§ **TASK REQUIREMENTS**:
Copy out the entries in full and with complete accuracy; pictures are excluded.

━━━━━ INPUT

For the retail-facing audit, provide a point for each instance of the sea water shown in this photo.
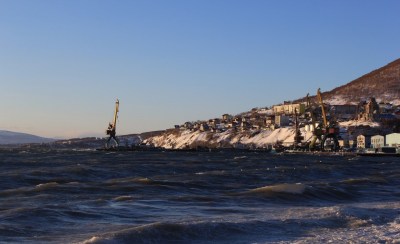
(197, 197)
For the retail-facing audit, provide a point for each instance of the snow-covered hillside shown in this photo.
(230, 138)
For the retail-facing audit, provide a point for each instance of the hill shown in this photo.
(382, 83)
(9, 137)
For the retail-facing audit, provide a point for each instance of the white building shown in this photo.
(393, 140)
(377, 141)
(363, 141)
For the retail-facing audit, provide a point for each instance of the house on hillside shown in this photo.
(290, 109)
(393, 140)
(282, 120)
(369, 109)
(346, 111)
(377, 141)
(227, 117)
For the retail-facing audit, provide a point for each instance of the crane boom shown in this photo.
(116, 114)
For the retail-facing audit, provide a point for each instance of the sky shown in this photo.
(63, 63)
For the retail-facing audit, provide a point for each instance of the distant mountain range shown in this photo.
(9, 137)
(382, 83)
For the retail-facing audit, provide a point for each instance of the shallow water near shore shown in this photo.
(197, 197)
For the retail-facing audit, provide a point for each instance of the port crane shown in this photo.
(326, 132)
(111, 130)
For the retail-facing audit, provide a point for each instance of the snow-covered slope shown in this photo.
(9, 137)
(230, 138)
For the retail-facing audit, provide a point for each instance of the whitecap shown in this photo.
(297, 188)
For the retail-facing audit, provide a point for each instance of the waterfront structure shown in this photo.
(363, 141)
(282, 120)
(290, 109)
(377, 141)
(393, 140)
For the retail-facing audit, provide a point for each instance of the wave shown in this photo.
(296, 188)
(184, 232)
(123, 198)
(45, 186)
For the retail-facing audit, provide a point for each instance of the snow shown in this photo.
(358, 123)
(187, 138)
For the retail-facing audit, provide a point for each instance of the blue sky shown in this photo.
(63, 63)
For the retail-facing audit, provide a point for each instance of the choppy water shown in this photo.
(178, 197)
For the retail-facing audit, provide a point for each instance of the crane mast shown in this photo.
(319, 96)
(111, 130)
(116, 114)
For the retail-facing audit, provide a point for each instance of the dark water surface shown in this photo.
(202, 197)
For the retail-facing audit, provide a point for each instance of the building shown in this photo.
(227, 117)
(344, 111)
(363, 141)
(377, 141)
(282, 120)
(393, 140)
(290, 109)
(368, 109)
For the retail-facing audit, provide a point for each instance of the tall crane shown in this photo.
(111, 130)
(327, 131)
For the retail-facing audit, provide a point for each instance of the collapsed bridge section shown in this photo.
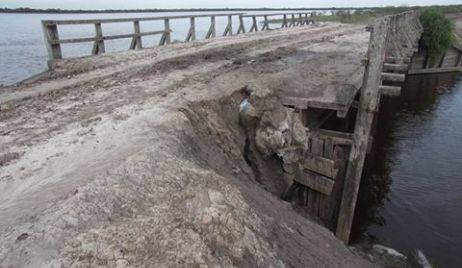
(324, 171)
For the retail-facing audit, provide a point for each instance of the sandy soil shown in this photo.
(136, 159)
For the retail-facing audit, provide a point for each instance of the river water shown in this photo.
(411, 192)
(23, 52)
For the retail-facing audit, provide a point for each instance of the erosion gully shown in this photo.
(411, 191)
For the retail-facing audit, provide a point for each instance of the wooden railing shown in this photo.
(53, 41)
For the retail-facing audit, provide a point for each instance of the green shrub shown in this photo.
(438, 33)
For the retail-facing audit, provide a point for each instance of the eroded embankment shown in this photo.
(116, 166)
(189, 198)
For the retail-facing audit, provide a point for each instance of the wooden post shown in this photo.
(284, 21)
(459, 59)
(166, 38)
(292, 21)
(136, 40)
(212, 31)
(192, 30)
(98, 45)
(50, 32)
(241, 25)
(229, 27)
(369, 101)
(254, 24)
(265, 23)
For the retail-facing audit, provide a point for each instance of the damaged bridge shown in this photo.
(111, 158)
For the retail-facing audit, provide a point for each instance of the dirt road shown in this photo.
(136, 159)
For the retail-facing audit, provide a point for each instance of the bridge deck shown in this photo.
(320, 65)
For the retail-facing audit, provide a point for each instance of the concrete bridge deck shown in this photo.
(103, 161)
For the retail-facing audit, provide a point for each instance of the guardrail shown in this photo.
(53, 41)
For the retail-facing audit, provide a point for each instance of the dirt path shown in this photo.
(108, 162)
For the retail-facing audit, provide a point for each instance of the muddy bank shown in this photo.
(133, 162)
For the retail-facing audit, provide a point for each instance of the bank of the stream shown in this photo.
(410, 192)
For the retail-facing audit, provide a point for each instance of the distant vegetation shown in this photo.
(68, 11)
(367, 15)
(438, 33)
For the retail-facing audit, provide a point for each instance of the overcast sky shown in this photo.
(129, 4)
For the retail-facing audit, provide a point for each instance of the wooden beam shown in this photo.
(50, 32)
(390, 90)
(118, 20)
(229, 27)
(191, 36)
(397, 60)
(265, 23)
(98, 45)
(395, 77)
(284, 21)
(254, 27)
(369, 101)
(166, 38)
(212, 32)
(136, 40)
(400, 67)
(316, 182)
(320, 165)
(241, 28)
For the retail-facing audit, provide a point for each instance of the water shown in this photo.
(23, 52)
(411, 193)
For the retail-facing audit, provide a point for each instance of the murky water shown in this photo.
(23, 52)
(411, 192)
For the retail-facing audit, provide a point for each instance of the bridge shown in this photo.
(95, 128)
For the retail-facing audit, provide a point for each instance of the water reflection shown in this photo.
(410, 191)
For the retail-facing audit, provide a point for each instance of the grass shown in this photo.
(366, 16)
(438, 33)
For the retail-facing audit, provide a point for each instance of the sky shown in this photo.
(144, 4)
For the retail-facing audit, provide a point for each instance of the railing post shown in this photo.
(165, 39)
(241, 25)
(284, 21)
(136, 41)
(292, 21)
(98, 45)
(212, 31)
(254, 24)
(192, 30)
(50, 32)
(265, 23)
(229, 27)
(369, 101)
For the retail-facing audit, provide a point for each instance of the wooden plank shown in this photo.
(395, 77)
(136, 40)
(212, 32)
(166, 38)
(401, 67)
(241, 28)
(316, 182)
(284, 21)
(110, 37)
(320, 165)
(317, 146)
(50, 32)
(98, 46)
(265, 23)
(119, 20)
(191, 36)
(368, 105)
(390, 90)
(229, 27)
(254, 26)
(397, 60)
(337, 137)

━━━━━━━━━━

§ **EXERCISE RESPONSE**:
For the retail-facing audit, provide a point for each instance of the sea water shown in this photo.
(197, 197)
For the retail-facing audit, provide a point for each instance of the snow-covered hillside shown in this photo.
(230, 138)
For the retail-facing audit, provide a point for each instance of the hill shown in this photo.
(382, 83)
(9, 137)
For the retail-facing audit, provide a point for each instance of the white building shown in this photo.
(393, 140)
(377, 141)
(363, 141)
For the retail-facing audit, provide a point for each instance of the house on hillside shown in this photo.
(290, 109)
(393, 140)
(282, 120)
(369, 109)
(346, 111)
(377, 141)
(227, 117)
For the retail-facing audit, provide a point for each instance of the crane boom shown in this photo.
(116, 114)
For the retail-facing audit, provide a point for each instance of the sky shown in this photo.
(63, 63)
For the retail-facing audit, provide a point for each instance of the distant mountain range shown in this photo.
(9, 137)
(382, 83)
For the retail-facing audit, provide a point for each instance of the shallow water near shore shown in this photo.
(197, 197)
For the retail-facing audit, provide a point for each instance of the port crane shown in this photo.
(326, 132)
(111, 130)
For the retail-facing audit, provide a point for each instance of the snow-covered slope shown in this photo.
(9, 137)
(230, 138)
For the retail-facing audit, provide a point for each instance of the whitecap shown in this photo.
(297, 188)
For the retail-facing audit, provide a point for each instance of the waterfront structure shown in this photo.
(363, 141)
(282, 120)
(290, 109)
(377, 141)
(393, 140)
For the retail-facing audit, provide a point for each instance of the wave shown in this photo.
(296, 188)
(184, 232)
(123, 198)
(45, 186)
For the retail-facing audit, provide a point for each instance of the snow shown in this photo.
(358, 123)
(187, 138)
For the retail-facing audit, provide a point for each instance of the blue sky shown in this photo.
(63, 63)
For the retail-facing audit, provide a point for each instance of the choppy water shown in this photo.
(178, 197)
For the retail-facing audit, provide a point for each instance of the crane mast shown in this photo.
(319, 96)
(111, 130)
(116, 114)
For the retail-facing audit, provide a point for each instance of the dark water surface shown in this photo.
(202, 197)
For the retail-facing audit, provide a point for each instance of the building shown in this photo.
(227, 117)
(344, 111)
(363, 141)
(377, 141)
(282, 120)
(393, 140)
(290, 109)
(368, 109)
For the retail-facing audit, provide a point for each instance of the tall crane shown in this photo.
(111, 130)
(327, 131)
For the retail-facing audit, provide a point for each instance of the collapsed bridge section shown in this photo.
(324, 171)
For the retail-facing audit, provide a point for each instance of the sandy soil shown in this photo.
(136, 159)
For the retail-facing audit, provide a point for each instance of the river water shown in this photo.
(411, 192)
(23, 52)
For the retail-facing audit, provide a point for each instance of the erosion gully shown in this photo.
(411, 191)
For the retail-facing audit, provide a point for each instance of the wooden railing shown in this photo.
(53, 41)
For the retail-facing audit, provide a point for each instance of the green shrub shown in this photo.
(438, 33)
For the retail-facing audit, provide a point for each instance of the eroded embankment shown in this photo.
(116, 166)
(189, 198)
For the retail-facing audit, provide a point for each instance of the wooden post shown in this photo.
(284, 21)
(459, 59)
(166, 38)
(292, 21)
(136, 40)
(212, 31)
(192, 30)
(98, 45)
(50, 32)
(241, 25)
(229, 27)
(369, 101)
(254, 24)
(265, 23)
For the retail-facing audit, provide a point for each instance of the damaged bridge shown in this photo.
(111, 158)
For the retail-facing audit, provide a point for each instance of the dirt road shown in this photo.
(136, 159)
For the retail-facing audit, provide a point for each instance of the bridge deck shown in this photo.
(320, 65)
For the retail-facing audit, provide a point for each instance of the concrete bridge deck shown in this photo.
(103, 161)
For the retail-facing audit, provide a point for each instance of the guardrail shown in this photo.
(53, 41)
For the retail-facing audit, provide a point for each instance of the dirt path shown in this photo.
(108, 162)
For the retail-facing audit, provide a point for each instance of the muddy bank shown in this photo.
(133, 162)
For the retail-facing audit, provide a point for each instance of the bank of the stream shown in this photo.
(410, 192)
For the retail-facing audit, provide a point for each instance of the distant vegetation shown in this photo.
(68, 11)
(367, 15)
(438, 33)
For the retail-facing audit, provide a point for each instance of the overcast sky shown in this photo.
(129, 4)
For the retail-facing audit, provide a point for each instance of the wooden beam shown in this photo.
(50, 32)
(390, 90)
(118, 20)
(229, 27)
(191, 36)
(397, 60)
(265, 23)
(98, 45)
(395, 77)
(284, 21)
(254, 27)
(369, 101)
(166, 38)
(212, 32)
(136, 40)
(400, 67)
(316, 182)
(320, 165)
(241, 28)
For the retail-facing audit, provide a point for each instance of the water shown in this photo.
(23, 52)
(411, 193)
For the retail-facing audit, provide a point for each instance of the murky water shown in this photo.
(23, 52)
(411, 192)
For the retail-facing audit, provide a point for each instance of the bridge shown in this photo.
(95, 128)
For the retail-facing audit, provide a point for each instance of the water reflection shown in this photo.
(410, 191)
For the retail-facing audit, provide a point for each instance of the grass shown in this photo.
(366, 16)
(438, 33)
For the retail-facing audit, provide a point for each instance of the sky shown in this photo.
(144, 4)
For the retail-facing audit, provide a point for each instance of the railing post shown in this photo.
(165, 39)
(241, 25)
(284, 21)
(136, 41)
(292, 21)
(98, 45)
(212, 31)
(254, 24)
(192, 30)
(50, 32)
(265, 23)
(229, 27)
(369, 101)
For the retail-facing audit, provide a point for each instance of the wooden plank shown in this photo.
(395, 77)
(136, 40)
(212, 32)
(166, 38)
(401, 67)
(241, 28)
(316, 182)
(284, 21)
(110, 37)
(320, 165)
(317, 146)
(50, 32)
(98, 46)
(265, 23)
(119, 20)
(191, 36)
(368, 105)
(390, 90)
(229, 27)
(254, 26)
(397, 60)
(337, 137)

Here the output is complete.